--- Begin SOURCE RECORDS ---
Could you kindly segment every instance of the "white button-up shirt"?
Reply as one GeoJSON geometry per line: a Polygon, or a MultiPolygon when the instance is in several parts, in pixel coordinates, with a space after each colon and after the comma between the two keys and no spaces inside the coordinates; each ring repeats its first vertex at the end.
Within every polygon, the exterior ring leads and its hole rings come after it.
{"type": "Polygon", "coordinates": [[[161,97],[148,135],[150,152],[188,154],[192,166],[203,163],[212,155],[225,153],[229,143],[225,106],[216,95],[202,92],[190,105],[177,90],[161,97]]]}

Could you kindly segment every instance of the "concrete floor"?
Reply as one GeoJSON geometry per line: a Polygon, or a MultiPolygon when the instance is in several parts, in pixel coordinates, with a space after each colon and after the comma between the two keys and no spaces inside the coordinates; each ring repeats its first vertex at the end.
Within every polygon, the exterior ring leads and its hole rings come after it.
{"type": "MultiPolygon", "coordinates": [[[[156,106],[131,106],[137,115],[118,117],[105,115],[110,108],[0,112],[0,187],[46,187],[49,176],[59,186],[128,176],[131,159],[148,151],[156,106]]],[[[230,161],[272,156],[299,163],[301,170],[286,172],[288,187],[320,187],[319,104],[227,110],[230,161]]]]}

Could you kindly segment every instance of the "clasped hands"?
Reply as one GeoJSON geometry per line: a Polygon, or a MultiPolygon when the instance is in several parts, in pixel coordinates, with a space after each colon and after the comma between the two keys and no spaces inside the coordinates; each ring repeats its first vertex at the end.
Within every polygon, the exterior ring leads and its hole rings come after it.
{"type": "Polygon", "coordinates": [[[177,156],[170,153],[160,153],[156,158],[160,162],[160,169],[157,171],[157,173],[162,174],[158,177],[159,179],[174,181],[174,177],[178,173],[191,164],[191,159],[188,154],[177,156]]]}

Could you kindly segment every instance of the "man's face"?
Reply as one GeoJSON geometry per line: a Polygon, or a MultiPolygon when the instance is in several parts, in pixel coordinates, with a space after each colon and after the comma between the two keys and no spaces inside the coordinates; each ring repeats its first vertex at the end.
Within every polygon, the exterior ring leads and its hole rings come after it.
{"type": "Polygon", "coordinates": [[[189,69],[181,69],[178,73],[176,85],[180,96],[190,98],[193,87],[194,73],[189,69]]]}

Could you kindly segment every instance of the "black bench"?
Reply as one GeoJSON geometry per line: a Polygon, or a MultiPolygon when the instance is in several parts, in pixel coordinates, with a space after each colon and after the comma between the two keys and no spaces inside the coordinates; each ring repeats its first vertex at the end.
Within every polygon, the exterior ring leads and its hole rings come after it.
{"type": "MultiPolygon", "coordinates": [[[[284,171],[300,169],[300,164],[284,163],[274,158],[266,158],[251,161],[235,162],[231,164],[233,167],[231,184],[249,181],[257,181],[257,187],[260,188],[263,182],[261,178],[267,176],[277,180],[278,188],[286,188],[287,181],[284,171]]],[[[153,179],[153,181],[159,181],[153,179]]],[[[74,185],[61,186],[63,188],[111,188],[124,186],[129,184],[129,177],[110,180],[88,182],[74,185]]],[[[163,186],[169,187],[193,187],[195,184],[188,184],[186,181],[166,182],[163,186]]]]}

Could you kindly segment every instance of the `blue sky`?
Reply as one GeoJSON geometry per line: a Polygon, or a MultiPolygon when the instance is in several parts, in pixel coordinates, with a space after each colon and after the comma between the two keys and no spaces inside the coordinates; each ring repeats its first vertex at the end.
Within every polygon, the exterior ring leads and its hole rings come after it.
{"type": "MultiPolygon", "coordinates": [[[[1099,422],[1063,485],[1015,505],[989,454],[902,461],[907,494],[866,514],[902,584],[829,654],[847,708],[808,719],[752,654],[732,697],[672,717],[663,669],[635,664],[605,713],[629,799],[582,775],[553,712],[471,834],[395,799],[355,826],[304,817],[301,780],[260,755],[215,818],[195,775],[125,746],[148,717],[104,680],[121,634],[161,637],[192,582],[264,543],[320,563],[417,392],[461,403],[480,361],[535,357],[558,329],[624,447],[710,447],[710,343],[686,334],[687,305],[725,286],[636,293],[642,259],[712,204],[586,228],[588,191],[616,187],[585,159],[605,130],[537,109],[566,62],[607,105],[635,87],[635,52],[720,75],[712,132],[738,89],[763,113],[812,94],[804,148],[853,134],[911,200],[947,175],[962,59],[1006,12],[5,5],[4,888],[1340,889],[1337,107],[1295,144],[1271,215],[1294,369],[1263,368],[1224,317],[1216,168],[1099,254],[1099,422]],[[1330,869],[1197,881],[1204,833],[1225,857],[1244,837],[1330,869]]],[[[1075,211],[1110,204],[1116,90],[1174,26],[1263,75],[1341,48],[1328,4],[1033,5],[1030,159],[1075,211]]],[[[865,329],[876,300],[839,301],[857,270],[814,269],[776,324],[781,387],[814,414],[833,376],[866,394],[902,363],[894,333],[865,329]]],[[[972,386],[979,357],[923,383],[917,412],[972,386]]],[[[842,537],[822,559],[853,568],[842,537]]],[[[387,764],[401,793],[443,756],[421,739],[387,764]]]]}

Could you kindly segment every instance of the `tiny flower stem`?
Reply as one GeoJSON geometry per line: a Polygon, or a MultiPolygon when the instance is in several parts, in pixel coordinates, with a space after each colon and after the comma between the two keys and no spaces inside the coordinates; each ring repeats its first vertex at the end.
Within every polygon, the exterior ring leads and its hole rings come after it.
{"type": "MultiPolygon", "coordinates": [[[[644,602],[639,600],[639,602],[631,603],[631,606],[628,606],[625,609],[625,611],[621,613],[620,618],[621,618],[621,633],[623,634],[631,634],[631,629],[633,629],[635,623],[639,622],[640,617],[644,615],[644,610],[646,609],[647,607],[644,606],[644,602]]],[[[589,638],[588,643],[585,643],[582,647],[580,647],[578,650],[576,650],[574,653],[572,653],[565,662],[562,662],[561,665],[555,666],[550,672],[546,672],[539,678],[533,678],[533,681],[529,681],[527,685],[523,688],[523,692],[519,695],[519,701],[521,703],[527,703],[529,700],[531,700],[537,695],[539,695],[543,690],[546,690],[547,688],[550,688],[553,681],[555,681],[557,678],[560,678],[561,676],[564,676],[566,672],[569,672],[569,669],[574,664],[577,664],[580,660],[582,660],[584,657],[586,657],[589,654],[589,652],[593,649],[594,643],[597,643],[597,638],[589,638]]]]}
--- End SOURCE RECORDS ---
▶ [WHAT IS ASKED]
Identify every line in the block of data above that contains the word "kindly", with case counting, and copy each of those lines in full.

▶ [COMPLETE ANSWER]
Could you kindly segment every instance of the "white button-up shirt"?
Could you kindly segment every instance of the "concrete floor"?
Could you kindly segment every instance of the "clasped hands"?
Could you kindly segment every instance of the "man's face"?
Could you kindly segment every instance of the "black bench"?
Could you kindly segment every instance of the `blue sky`?
Could you kindly segment every instance of the `tiny flower stem`?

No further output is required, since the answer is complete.